GIVEN RECORDS:
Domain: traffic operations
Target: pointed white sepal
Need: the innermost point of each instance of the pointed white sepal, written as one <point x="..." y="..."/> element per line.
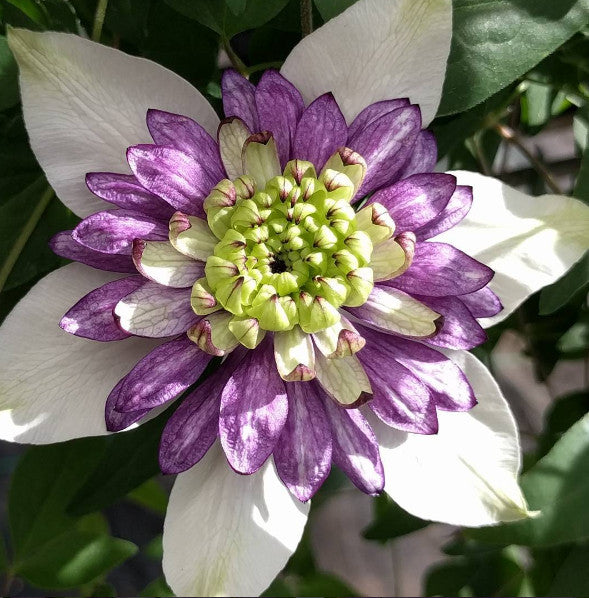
<point x="530" y="242"/>
<point x="85" y="103"/>
<point x="227" y="534"/>
<point x="466" y="474"/>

EXERCISE DETAILS: Every entry above should be returned exactly, with no images included.

SOLVED EXERCISE:
Domain: traffic operations
Target: pointed white sepal
Need: the innermost point of each instance of the pointed white sepal, written as one <point x="..." y="..."/> element per line.
<point x="530" y="242"/>
<point x="85" y="103"/>
<point x="227" y="534"/>
<point x="466" y="474"/>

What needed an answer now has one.